> [REQUIRED ACTION]:
Please restate all of the records word for word, setting the pictures aside.

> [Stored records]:
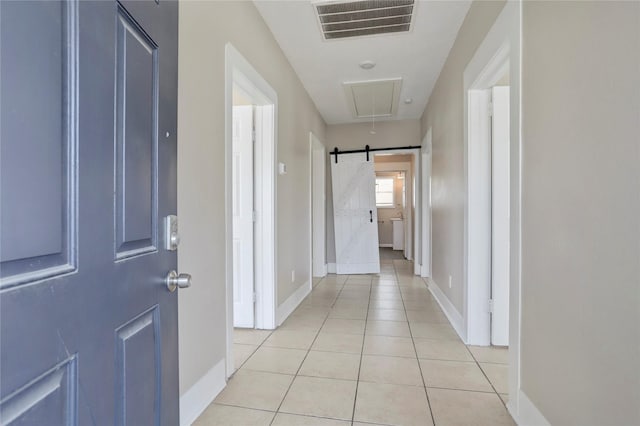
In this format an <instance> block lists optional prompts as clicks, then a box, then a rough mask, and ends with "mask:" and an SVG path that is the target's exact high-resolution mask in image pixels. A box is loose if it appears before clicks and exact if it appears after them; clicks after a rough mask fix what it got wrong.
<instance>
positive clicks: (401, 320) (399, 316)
mask: <svg viewBox="0 0 640 426" xmlns="http://www.w3.org/2000/svg"><path fill="white" fill-rule="evenodd" d="M367 318H368V319H372V320H378V321H403V322H406V321H407V316H406V315H405V313H404V310H398V309H369V316H368V317H367Z"/></svg>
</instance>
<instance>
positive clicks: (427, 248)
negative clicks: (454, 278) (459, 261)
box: [416, 127, 433, 277]
mask: <svg viewBox="0 0 640 426" xmlns="http://www.w3.org/2000/svg"><path fill="white" fill-rule="evenodd" d="M432 144H433V131H432V128H431V127H429V130H427V134H426V135H425V136H424V139H423V141H422V149H421V151H420V154H421V157H422V159H421V160H422V161H421V163H420V165H421V167H420V187H421V197H420V201H421V207H422V211H421V213H422V215H421V220H420V235H421V243H422V244H420V247H421V252H420V265H418V266H419V273H420V276H421V277H430V276H431V155H432ZM416 263H417V262H416Z"/></svg>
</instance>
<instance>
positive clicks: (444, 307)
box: [427, 278, 467, 342]
mask: <svg viewBox="0 0 640 426" xmlns="http://www.w3.org/2000/svg"><path fill="white" fill-rule="evenodd" d="M427 282H428V287H429V291H431V294H433V297H435V299H436V301H437V302H438V304H439V305H440V307H441V308H442V310H443V312H444V314H445V315H446V316H447V318H448V319H449V322H450V323H451V325H452V326H453V328H454V329H455V330H456V333H458V336H460V338H461V339H462V341H463V342H466V341H467V336H466V333H465V330H464V319H463V318H462V315H460V312H458V310H457V309H456V308H455V306H453V303H451V301H450V300H449V298H448V297H447V296H446V295H445V294H444V293H443V292H442V290H440V287H438V284H436V282H435V281H434V280H433V279H431V278H429V279H428V280H427Z"/></svg>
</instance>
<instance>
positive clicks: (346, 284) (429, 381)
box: [194, 259, 514, 426]
mask: <svg viewBox="0 0 640 426" xmlns="http://www.w3.org/2000/svg"><path fill="white" fill-rule="evenodd" d="M234 342H235V343H234V357H235V365H236V367H237V368H238V369H237V370H236V373H235V374H234V376H233V377H232V378H231V379H230V380H229V383H228V385H227V387H226V388H225V389H224V390H223V391H222V392H221V393H220V395H219V396H218V397H217V398H216V400H215V401H214V402H213V403H212V404H211V405H210V406H209V407H208V408H207V410H206V411H205V412H204V413H203V414H202V415H201V416H200V417H199V418H198V420H197V421H196V422H195V423H194V425H195V426H213V425H224V426H232V425H241V426H250V425H274V426H277V425H285V426H286V425H292V426H303V425H320V426H330V425H354V426H355V425H358V426H364V425H434V424H435V425H437V426H449V425H461V426H463V425H474V426H482V425H490V426H500V425H513V424H514V423H513V420H512V419H511V416H510V415H509V414H508V412H507V410H506V409H505V405H504V401H506V400H507V395H506V392H507V362H508V361H507V355H508V352H507V349H505V348H486V347H473V346H471V347H467V346H465V345H464V344H463V343H462V341H460V339H459V338H458V336H457V334H456V332H455V331H454V329H453V328H452V327H451V325H450V324H449V322H448V321H447V318H446V316H445V315H444V313H443V312H442V311H441V310H440V308H439V306H438V304H437V303H436V302H435V300H434V299H433V297H432V296H431V293H430V292H429V290H428V289H427V285H426V283H425V281H424V280H423V279H421V278H418V277H415V276H414V275H413V264H412V263H411V262H408V261H406V260H398V259H393V260H392V259H382V260H381V272H380V274H379V275H351V276H338V275H328V276H327V277H325V278H323V279H322V280H319V281H315V282H314V286H313V292H312V293H311V294H310V295H309V296H308V297H307V298H306V299H305V300H304V301H303V302H302V304H301V305H300V306H299V307H298V309H296V311H295V312H294V313H293V314H292V315H291V316H290V317H289V318H288V319H287V320H286V321H285V323H284V324H283V325H282V326H281V327H279V328H278V330H275V331H273V332H270V331H263V330H245V329H237V330H235V332H234Z"/></svg>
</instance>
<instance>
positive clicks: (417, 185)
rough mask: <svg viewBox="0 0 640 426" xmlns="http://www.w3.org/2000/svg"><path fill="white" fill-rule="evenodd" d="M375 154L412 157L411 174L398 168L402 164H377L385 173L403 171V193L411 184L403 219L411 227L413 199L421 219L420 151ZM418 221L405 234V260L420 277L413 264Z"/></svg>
mask: <svg viewBox="0 0 640 426" xmlns="http://www.w3.org/2000/svg"><path fill="white" fill-rule="evenodd" d="M375 154H376V155H377V154H393V155H412V156H413V172H412V173H410V172H411V170H410V168H407V167H405V166H399V164H402V163H379V166H382V168H381V169H380V170H379V171H385V170H384V169H385V168H386V169H387V170H395V171H398V170H400V171H404V172H405V183H404V184H405V191H406V185H410V184H411V183H413V188H411V191H412V193H411V198H409V197H407V198H406V200H405V201H406V203H407V206H408V208H406V210H407V214H406V217H405V218H404V220H405V221H406V222H407V223H408V226H411V223H412V219H413V215H414V213H412V212H411V203H412V202H413V199H415V217H416V218H420V217H422V207H421V204H422V203H421V202H420V194H421V192H422V191H421V183H420V179H419V176H420V174H419V170H420V169H421V165H420V149H419V148H413V149H407V150H395V149H390V150H388V151H387V150H383V151H376V152H375ZM409 174H412V176H411V179H410V180H411V182H410V183H409V182H407V180H409V179H407V175H409ZM419 222H420V221H419V220H416V221H415V226H414V227H413V232H411V231H409V232H407V233H406V236H407V237H408V238H407V239H408V240H409V241H407V244H408V247H409V251H408V253H407V259H409V260H413V261H414V274H415V275H420V270H419V268H418V267H415V263H418V260H419V259H420V257H419V256H420V244H421V238H420V226H419ZM414 254H415V256H414Z"/></svg>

> [SOLUTION FOR THIS EXERCISE]:
In this format an <instance> block lists optional prompts as clicks, then a box, then a rough mask, and ends with "mask:" and an SVG path that is the target's exact high-resolution mask in image pixels. A box is loose if it appears before clicks and exact if it appears after them; clicks after a rough mask fix what it got wrong.
<instance>
positive clicks: (401, 320) (399, 316)
mask: <svg viewBox="0 0 640 426" xmlns="http://www.w3.org/2000/svg"><path fill="white" fill-rule="evenodd" d="M367 318H368V319H372V320H378V321H403V322H406V321H407V316H406V315H405V313H404V310H398V309H369V316H368V317H367Z"/></svg>
</instance>
<instance>
positive clicks: (427, 248)
negative clicks: (454, 278) (459, 261)
box: [416, 127, 433, 277]
mask: <svg viewBox="0 0 640 426" xmlns="http://www.w3.org/2000/svg"><path fill="white" fill-rule="evenodd" d="M432 144H433V131H432V128H431V127H429V130H427V134H426V135H425V136H424V139H423V141H422V149H421V151H420V154H421V157H422V159H421V160H422V161H421V163H420V165H421V167H420V187H421V197H420V201H421V207H422V211H421V213H422V215H421V220H420V235H421V243H422V244H420V247H421V252H420V265H418V266H419V273H420V276H421V277H430V276H431V155H432ZM416 263H417V262H416Z"/></svg>
</instance>
<instance>
positive clicks: (444, 307)
box: [427, 278, 467, 342]
mask: <svg viewBox="0 0 640 426" xmlns="http://www.w3.org/2000/svg"><path fill="white" fill-rule="evenodd" d="M427 282H428V287H429V291H431V294H433V297H435V299H436V301H437V302H438V304H439V305H440V307H441V308H442V310H443V312H444V314H445V315H446V316H447V318H448V319H449V322H450V323H451V325H452V326H453V328H454V329H455V330H456V333H458V336H460V338H461V339H462V341H463V342H466V341H467V336H466V333H465V330H464V319H463V318H462V315H460V312H458V310H457V309H456V308H455V306H453V303H451V301H450V300H449V298H448V297H447V296H446V295H445V294H444V293H443V292H442V290H440V287H438V284H436V282H435V281H434V280H433V279H431V278H429V279H428V280H427Z"/></svg>
</instance>
<instance>
positive clicks: (346, 284) (429, 381)
box: [194, 259, 514, 426]
mask: <svg viewBox="0 0 640 426" xmlns="http://www.w3.org/2000/svg"><path fill="white" fill-rule="evenodd" d="M234 342H235V343H234V357H235V365H236V367H237V368H238V369H237V370H236V373H235V374H234V376H233V377H232V378H231V379H230V380H229V383H228V385H227V387H226V388H225V389H224V390H223V391H222V392H221V393H220V395H219V396H218V397H217V398H216V400H215V401H214V402H213V403H212V404H211V405H210V406H209V407H208V408H207V410H206V411H205V412H204V413H203V414H202V415H201V416H200V417H199V418H198V420H197V421H196V422H195V423H194V425H195V426H213V425H224V426H232V425H241V426H250V425H274V426H277V425H285V426H286V425H292V426H303V425H320V426H330V425H354V426H355V425H358V426H364V425H434V424H435V425H437V426H449V425H461V426H463V425H474V426H482V425H490V426H500V425H513V424H514V423H513V420H512V419H511V416H510V415H509V414H508V412H507V410H506V409H505V405H504V401H506V400H507V395H506V392H507V362H508V361H507V355H508V352H507V349H505V348H486V347H473V346H471V347H467V346H465V345H464V344H463V343H462V341H460V339H459V338H458V336H457V334H456V332H455V331H454V329H453V328H452V327H451V325H450V324H449V322H448V321H447V318H446V316H445V315H444V313H443V312H442V311H441V310H440V308H439V306H438V304H437V303H436V302H435V300H434V299H433V297H432V296H431V293H430V292H429V290H428V289H427V285H426V283H425V281H424V280H423V279H421V278H418V277H415V276H414V275H413V264H412V263H411V262H408V261H406V260H398V259H393V260H392V259H382V260H381V272H380V274H379V275H351V276H338V275H328V276H327V277H325V278H323V279H322V280H319V281H315V282H314V286H313V292H312V293H311V294H310V295H309V296H308V297H307V298H306V299H305V300H304V301H303V302H302V304H301V305H300V306H299V307H298V309H296V311H295V312H294V313H293V314H292V315H291V316H290V317H289V318H288V319H287V320H286V321H285V323H284V324H283V325H282V326H281V327H279V328H278V330H275V331H273V332H270V331H263V330H245V329H237V330H235V332H234Z"/></svg>
</instance>
<instance>
positive clicks: (417, 185)
rough mask: <svg viewBox="0 0 640 426" xmlns="http://www.w3.org/2000/svg"><path fill="white" fill-rule="evenodd" d="M375 154L412 157L411 174L398 168L402 164H377L385 173L403 171V193L411 184L403 219L411 227L413 199L421 219L420 151ZM418 221L405 234V260L420 277L413 264Z"/></svg>
mask: <svg viewBox="0 0 640 426" xmlns="http://www.w3.org/2000/svg"><path fill="white" fill-rule="evenodd" d="M375 154H376V155H377V154H393V155H412V156H413V172H412V173H410V172H411V170H410V168H407V167H405V166H399V164H402V163H379V166H382V168H381V169H380V170H379V171H385V170H384V169H385V168H386V169H387V170H395V171H398V170H400V171H404V172H405V183H404V184H405V191H406V185H410V184H411V183H413V188H411V191H412V193H411V198H409V197H407V198H406V200H405V201H406V203H407V206H408V208H406V210H407V214H406V217H405V218H404V220H405V221H406V222H407V223H408V226H411V223H412V219H413V215H414V213H412V212H411V203H412V202H413V199H415V217H416V218H420V217H422V207H421V204H422V203H421V202H420V194H421V192H422V191H421V183H420V179H419V176H420V174H419V170H420V169H421V165H420V149H419V148H413V149H407V150H395V149H390V150H388V151H387V150H383V151H376V152H375ZM409 174H412V176H411V179H410V180H411V182H410V183H409V182H407V180H409V179H407V175H409ZM419 222H420V221H419V220H416V221H415V226H414V227H413V232H411V231H409V232H407V233H406V236H407V237H408V238H407V239H408V240H409V241H407V244H408V247H409V251H408V253H407V259H409V260H413V261H414V274H415V275H420V270H419V268H418V267H415V263H418V260H419V259H420V257H419V256H420V244H421V238H420V226H419ZM414 254H415V256H414Z"/></svg>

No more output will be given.